[Object point labels]
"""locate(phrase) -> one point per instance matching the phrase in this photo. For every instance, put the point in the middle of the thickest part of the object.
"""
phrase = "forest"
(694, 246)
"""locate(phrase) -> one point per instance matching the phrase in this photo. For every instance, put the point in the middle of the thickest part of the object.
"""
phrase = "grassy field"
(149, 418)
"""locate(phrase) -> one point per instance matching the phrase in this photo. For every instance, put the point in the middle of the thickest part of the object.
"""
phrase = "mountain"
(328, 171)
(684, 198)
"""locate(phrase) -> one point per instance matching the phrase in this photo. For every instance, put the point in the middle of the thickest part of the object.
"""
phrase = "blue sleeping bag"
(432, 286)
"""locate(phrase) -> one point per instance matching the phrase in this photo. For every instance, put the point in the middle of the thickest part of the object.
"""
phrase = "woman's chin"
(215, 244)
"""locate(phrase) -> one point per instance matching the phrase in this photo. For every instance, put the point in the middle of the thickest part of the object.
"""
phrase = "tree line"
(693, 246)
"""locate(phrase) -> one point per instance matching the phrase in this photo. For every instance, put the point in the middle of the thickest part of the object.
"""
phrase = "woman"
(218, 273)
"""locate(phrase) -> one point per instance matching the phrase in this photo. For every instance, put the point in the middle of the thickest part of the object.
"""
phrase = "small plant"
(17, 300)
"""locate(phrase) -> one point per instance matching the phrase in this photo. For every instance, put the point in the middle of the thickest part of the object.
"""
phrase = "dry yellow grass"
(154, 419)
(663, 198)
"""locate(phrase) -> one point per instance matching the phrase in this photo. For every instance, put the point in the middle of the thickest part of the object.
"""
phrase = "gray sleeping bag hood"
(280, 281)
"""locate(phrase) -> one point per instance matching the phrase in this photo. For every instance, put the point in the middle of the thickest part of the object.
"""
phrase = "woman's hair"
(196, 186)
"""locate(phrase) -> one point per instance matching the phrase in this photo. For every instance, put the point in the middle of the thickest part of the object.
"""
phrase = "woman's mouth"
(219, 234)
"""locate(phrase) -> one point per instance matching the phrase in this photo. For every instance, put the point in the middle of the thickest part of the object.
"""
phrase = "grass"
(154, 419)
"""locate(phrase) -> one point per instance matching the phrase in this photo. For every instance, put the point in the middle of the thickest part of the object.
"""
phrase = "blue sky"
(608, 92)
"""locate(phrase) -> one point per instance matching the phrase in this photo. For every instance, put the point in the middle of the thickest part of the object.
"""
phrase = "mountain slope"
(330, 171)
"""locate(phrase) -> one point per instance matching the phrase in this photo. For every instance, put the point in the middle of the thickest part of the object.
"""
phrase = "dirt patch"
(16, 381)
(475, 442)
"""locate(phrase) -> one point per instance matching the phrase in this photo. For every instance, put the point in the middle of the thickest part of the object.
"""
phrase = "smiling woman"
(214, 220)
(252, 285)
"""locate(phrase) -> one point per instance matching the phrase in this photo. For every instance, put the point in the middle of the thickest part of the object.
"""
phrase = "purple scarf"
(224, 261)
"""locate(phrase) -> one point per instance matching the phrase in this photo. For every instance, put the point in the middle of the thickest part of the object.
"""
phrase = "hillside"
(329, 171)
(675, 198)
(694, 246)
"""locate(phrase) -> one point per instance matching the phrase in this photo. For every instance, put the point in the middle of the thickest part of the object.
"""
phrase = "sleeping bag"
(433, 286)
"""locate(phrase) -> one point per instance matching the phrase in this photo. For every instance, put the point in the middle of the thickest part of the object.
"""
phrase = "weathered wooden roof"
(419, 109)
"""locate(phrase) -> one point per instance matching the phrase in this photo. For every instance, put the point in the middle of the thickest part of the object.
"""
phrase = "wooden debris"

### Short exercise
Locate every line above that contains the string "mountain" and copy each one. The match is case-sensitive.

### Exercise solution
phrase = "mountain"
phrase = "mountain slope"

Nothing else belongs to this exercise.